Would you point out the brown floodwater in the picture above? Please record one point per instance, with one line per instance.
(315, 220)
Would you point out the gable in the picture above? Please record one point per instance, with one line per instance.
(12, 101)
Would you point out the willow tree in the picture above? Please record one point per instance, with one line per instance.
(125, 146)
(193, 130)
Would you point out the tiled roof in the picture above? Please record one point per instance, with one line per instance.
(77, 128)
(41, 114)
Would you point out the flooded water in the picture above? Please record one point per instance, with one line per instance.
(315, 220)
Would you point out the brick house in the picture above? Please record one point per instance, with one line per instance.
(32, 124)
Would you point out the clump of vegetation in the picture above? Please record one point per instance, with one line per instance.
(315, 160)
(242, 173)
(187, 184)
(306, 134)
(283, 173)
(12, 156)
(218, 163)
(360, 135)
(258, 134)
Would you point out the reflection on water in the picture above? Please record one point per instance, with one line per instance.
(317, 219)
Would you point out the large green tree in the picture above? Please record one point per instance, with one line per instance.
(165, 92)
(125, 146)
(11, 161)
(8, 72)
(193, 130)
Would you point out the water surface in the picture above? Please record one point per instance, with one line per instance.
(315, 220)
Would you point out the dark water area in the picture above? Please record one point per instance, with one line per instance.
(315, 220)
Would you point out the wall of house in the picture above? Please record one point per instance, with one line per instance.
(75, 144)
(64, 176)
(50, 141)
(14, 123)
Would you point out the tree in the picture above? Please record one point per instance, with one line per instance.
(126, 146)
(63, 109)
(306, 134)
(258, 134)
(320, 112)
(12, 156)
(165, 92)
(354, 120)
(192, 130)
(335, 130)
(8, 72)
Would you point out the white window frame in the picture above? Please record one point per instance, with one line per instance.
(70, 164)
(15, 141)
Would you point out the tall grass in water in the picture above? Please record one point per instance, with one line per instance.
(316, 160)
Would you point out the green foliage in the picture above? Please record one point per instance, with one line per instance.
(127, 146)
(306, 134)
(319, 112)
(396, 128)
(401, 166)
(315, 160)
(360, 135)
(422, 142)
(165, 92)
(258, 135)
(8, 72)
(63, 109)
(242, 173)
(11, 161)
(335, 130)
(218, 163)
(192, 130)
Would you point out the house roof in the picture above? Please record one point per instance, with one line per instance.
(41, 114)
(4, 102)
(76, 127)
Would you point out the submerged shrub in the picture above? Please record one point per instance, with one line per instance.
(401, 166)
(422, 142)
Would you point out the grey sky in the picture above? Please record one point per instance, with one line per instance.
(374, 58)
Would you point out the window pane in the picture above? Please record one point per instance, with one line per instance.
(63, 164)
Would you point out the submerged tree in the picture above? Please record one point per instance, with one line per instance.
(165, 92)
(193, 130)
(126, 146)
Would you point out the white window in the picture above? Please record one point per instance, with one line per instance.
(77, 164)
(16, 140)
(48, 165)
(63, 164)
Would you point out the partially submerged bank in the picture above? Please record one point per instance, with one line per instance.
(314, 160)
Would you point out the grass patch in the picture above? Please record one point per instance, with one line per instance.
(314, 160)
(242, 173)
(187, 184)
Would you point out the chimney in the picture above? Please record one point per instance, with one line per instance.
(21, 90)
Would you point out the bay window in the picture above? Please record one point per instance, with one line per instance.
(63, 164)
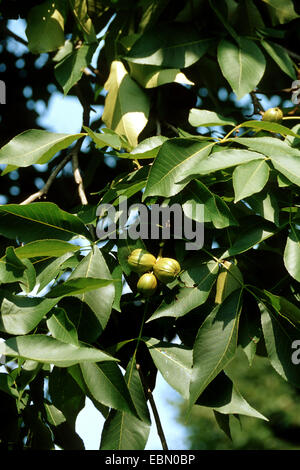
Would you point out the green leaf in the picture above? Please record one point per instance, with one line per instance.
(77, 286)
(250, 330)
(215, 209)
(76, 374)
(80, 12)
(279, 337)
(48, 350)
(222, 395)
(69, 70)
(229, 279)
(7, 385)
(54, 416)
(219, 160)
(104, 139)
(284, 157)
(174, 362)
(265, 204)
(215, 344)
(122, 114)
(151, 76)
(35, 146)
(20, 314)
(107, 385)
(281, 57)
(282, 307)
(11, 267)
(148, 148)
(125, 248)
(282, 11)
(292, 253)
(45, 27)
(249, 178)
(45, 248)
(200, 279)
(61, 327)
(176, 45)
(269, 126)
(123, 431)
(175, 156)
(66, 395)
(249, 237)
(99, 300)
(50, 270)
(202, 117)
(38, 221)
(243, 66)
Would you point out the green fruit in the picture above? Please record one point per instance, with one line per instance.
(141, 261)
(166, 269)
(147, 284)
(273, 115)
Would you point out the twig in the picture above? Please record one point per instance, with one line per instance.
(148, 392)
(291, 53)
(15, 36)
(78, 179)
(75, 163)
(46, 187)
(257, 107)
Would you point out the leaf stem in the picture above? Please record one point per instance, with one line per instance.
(148, 392)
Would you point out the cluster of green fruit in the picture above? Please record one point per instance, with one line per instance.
(151, 269)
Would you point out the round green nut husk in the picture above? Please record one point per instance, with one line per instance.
(141, 261)
(166, 269)
(273, 115)
(147, 284)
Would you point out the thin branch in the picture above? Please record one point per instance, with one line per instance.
(75, 162)
(291, 53)
(46, 187)
(257, 107)
(148, 392)
(15, 36)
(78, 179)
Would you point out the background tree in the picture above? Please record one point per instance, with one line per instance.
(173, 78)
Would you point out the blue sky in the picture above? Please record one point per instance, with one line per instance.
(64, 114)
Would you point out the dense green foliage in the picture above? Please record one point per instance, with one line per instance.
(180, 84)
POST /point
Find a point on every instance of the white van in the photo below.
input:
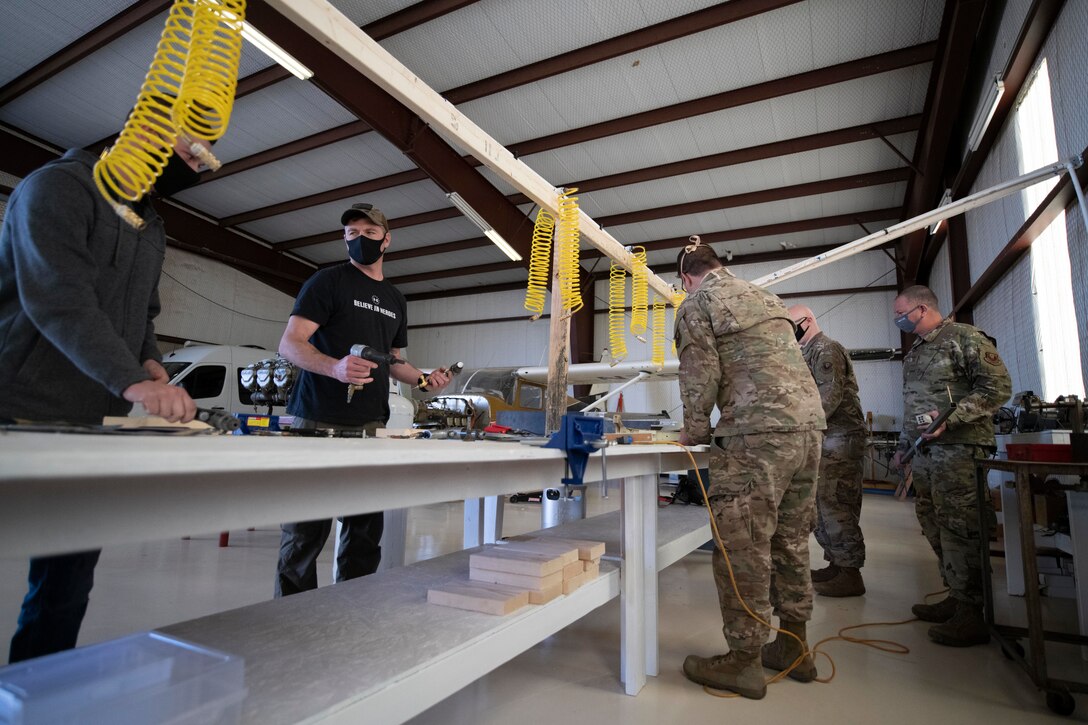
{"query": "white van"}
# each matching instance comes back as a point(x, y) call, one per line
point(212, 377)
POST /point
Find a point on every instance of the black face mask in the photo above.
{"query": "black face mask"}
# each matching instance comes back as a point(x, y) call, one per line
point(365, 250)
point(176, 176)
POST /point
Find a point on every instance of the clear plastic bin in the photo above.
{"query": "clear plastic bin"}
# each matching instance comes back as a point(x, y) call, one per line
point(133, 680)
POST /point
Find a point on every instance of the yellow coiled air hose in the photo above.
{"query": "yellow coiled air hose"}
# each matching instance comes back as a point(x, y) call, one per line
point(539, 259)
point(202, 109)
point(570, 294)
point(640, 292)
point(617, 304)
point(657, 341)
point(196, 59)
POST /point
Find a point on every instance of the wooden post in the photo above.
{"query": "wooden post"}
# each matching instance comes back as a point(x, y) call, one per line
point(558, 354)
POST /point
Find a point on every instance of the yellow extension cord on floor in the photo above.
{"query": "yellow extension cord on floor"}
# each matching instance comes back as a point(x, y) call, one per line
point(882, 644)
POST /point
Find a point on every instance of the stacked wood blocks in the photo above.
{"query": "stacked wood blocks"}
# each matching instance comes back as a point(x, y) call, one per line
point(523, 570)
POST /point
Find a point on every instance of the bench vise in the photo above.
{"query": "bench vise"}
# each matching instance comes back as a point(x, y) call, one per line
point(579, 435)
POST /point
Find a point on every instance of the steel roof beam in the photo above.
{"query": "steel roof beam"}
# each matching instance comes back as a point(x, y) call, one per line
point(764, 196)
point(400, 126)
point(943, 103)
point(1060, 198)
point(184, 229)
point(777, 194)
point(567, 62)
point(774, 149)
point(1037, 25)
point(398, 22)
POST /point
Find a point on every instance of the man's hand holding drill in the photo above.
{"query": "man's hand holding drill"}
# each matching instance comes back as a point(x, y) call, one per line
point(354, 370)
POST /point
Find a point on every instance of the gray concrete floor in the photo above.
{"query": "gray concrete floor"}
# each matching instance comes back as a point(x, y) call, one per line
point(573, 676)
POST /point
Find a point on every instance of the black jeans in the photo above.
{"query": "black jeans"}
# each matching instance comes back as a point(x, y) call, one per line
point(54, 604)
point(300, 543)
point(360, 551)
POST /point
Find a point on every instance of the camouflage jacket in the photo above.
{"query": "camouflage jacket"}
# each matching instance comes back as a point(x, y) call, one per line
point(737, 351)
point(830, 366)
point(962, 359)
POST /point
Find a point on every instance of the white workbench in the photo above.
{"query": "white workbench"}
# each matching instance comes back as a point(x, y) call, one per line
point(71, 492)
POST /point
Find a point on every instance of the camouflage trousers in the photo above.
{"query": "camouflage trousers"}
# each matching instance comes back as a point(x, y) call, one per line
point(947, 506)
point(839, 501)
point(762, 496)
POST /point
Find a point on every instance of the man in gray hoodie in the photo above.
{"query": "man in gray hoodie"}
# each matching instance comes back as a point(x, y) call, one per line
point(78, 293)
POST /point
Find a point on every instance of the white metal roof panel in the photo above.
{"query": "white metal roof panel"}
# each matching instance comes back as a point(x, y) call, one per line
point(446, 52)
point(276, 114)
point(399, 201)
point(90, 100)
point(346, 162)
point(31, 33)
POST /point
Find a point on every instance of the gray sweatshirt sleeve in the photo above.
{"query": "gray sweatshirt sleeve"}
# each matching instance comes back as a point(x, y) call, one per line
point(56, 267)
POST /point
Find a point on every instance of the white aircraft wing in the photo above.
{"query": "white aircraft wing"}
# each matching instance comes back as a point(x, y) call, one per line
point(586, 373)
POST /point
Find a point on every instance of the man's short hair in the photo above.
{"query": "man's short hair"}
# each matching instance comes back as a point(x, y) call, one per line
point(919, 294)
point(697, 259)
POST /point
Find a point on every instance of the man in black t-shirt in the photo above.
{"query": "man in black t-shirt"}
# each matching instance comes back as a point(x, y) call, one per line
point(340, 307)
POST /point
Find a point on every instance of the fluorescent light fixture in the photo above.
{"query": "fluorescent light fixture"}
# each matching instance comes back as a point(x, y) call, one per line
point(471, 214)
point(986, 111)
point(502, 244)
point(946, 199)
point(275, 52)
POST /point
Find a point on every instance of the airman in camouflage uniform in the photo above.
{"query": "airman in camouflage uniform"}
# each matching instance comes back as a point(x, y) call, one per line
point(957, 360)
point(839, 489)
point(737, 351)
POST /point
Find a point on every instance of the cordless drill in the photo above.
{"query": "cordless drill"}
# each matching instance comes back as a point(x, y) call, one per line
point(368, 353)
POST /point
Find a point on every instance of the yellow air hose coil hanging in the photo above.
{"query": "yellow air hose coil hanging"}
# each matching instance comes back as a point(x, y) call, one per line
point(657, 341)
point(539, 259)
point(569, 236)
point(127, 170)
point(617, 307)
point(640, 292)
point(204, 105)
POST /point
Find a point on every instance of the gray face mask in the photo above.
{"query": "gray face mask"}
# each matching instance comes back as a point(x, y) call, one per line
point(904, 323)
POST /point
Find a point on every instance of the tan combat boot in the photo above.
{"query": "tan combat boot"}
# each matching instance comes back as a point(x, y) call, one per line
point(784, 650)
point(940, 612)
point(965, 628)
point(826, 574)
point(738, 672)
point(847, 582)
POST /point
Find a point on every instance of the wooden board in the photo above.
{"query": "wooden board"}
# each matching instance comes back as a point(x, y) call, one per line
point(490, 599)
point(573, 582)
point(572, 569)
point(563, 550)
point(516, 579)
point(586, 550)
point(499, 558)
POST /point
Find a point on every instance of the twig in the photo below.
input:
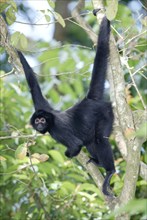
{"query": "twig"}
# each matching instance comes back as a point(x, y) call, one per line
point(134, 83)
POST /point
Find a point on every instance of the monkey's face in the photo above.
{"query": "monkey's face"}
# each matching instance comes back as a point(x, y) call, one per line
point(40, 124)
point(41, 121)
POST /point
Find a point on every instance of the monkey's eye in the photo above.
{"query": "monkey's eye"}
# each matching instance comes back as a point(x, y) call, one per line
point(37, 120)
point(42, 120)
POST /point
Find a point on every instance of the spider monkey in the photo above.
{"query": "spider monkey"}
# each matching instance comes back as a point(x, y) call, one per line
point(89, 122)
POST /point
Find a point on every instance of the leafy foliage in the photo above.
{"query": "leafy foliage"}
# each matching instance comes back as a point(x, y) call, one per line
point(37, 180)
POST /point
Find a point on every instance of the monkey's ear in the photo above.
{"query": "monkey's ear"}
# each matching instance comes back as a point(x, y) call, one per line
point(39, 101)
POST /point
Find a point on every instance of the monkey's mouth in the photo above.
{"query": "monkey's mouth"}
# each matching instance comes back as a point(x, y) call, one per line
point(40, 128)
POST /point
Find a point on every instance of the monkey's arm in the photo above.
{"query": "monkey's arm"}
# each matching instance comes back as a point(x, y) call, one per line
point(100, 62)
point(39, 101)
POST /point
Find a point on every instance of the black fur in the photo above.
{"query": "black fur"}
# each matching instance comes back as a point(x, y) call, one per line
point(89, 122)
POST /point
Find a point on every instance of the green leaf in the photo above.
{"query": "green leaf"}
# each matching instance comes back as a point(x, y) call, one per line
point(15, 38)
point(21, 152)
point(59, 19)
point(23, 41)
point(112, 8)
point(142, 131)
point(47, 17)
point(56, 156)
point(10, 15)
point(3, 6)
point(51, 3)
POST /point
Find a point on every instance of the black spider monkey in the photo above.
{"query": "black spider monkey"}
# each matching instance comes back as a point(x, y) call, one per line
point(89, 122)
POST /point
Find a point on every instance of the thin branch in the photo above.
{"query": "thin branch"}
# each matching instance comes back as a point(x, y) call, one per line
point(7, 74)
point(134, 83)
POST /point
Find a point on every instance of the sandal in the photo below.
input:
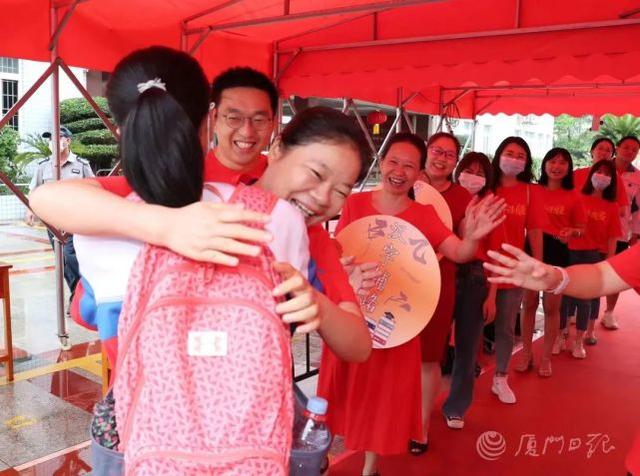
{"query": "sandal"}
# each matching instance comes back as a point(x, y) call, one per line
point(544, 370)
point(524, 364)
point(416, 448)
point(454, 422)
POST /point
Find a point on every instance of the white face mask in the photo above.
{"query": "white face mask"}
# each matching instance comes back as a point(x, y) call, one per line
point(510, 166)
point(600, 181)
point(473, 183)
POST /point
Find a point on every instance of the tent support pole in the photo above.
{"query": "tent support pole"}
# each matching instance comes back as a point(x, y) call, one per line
point(59, 28)
point(367, 7)
point(280, 73)
point(63, 335)
point(480, 34)
point(25, 97)
point(210, 10)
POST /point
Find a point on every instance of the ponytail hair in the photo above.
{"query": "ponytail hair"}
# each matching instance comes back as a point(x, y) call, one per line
point(162, 156)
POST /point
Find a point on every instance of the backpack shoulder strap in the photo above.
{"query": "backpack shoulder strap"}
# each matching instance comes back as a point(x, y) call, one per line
point(254, 198)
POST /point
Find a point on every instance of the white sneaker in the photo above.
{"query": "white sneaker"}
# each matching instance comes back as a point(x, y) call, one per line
point(501, 388)
point(578, 350)
point(609, 321)
point(559, 344)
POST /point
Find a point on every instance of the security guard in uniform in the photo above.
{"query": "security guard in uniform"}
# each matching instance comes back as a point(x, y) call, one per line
point(71, 167)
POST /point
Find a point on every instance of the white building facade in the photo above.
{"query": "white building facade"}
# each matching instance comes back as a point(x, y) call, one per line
point(17, 76)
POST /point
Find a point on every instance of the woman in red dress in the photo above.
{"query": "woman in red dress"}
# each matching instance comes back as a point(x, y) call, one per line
point(381, 404)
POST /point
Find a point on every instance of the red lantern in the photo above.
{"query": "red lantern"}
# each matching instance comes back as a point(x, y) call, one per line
point(375, 118)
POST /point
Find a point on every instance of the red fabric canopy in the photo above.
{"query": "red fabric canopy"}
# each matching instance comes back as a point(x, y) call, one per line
point(526, 56)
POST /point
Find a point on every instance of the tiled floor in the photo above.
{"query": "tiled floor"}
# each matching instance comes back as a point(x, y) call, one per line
point(36, 423)
point(44, 415)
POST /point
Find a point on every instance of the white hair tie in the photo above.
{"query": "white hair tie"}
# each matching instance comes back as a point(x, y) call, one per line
point(152, 83)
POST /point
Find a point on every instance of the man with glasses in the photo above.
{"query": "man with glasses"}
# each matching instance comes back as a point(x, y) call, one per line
point(243, 106)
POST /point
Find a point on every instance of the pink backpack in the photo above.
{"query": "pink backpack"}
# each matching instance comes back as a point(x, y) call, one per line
point(203, 382)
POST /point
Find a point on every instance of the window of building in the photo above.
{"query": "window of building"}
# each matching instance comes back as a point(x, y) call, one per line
point(8, 65)
point(9, 98)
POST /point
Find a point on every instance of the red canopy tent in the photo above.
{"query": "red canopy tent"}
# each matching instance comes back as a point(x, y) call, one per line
point(461, 56)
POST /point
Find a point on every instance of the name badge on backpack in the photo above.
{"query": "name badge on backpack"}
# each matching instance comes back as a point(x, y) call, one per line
point(207, 343)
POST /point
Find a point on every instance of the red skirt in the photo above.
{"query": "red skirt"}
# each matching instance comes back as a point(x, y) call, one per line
point(375, 405)
point(632, 461)
point(434, 337)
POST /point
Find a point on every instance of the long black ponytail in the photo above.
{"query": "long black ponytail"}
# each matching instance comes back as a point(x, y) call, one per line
point(159, 98)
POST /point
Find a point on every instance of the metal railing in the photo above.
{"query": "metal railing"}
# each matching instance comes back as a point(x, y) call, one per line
point(11, 208)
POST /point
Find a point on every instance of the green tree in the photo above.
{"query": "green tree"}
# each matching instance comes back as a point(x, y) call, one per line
point(9, 140)
point(575, 135)
point(91, 138)
point(615, 128)
point(38, 149)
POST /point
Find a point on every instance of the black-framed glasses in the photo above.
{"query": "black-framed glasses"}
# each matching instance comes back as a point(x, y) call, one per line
point(437, 152)
point(236, 121)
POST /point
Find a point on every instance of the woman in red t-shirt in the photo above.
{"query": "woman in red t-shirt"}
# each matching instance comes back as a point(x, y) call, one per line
point(565, 219)
point(443, 150)
point(602, 148)
point(602, 230)
point(525, 218)
point(381, 405)
point(475, 174)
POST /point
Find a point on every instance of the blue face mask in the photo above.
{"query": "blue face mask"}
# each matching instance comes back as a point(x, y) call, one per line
point(600, 181)
point(510, 166)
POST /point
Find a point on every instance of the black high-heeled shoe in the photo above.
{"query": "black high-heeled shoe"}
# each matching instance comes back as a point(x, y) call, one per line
point(416, 448)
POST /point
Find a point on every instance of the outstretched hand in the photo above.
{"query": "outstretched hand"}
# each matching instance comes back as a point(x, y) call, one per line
point(483, 215)
point(521, 270)
point(213, 232)
point(301, 306)
point(362, 276)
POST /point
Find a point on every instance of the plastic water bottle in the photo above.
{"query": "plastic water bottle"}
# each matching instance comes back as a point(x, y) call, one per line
point(311, 433)
point(311, 440)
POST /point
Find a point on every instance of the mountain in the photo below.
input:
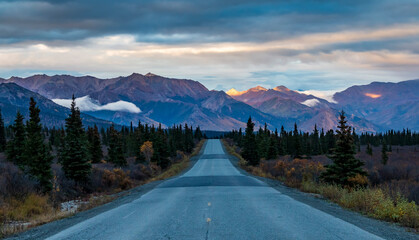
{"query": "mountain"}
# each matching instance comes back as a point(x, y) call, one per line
point(155, 99)
point(160, 100)
point(15, 98)
point(292, 106)
point(390, 105)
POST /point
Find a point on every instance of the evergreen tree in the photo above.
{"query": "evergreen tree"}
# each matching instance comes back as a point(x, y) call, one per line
point(95, 146)
point(16, 146)
point(74, 158)
point(315, 142)
point(161, 153)
point(297, 142)
point(250, 153)
point(115, 149)
point(2, 134)
point(345, 165)
point(198, 134)
point(37, 153)
point(272, 149)
point(369, 149)
point(384, 156)
point(283, 142)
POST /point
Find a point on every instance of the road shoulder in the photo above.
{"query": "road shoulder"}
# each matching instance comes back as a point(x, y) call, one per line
point(380, 228)
point(52, 228)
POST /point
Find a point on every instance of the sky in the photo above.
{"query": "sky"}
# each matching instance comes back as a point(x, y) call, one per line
point(304, 45)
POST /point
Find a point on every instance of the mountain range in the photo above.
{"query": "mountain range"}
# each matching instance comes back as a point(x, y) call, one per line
point(155, 99)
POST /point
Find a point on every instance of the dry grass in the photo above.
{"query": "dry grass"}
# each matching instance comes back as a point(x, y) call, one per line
point(34, 210)
point(373, 202)
point(303, 174)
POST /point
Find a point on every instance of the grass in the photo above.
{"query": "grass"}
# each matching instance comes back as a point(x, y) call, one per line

## TASK DETAILS
Where the string "canopy" occurs in a line above, count that line, and report solely the final figure.

## FINISHED EXERCISE
4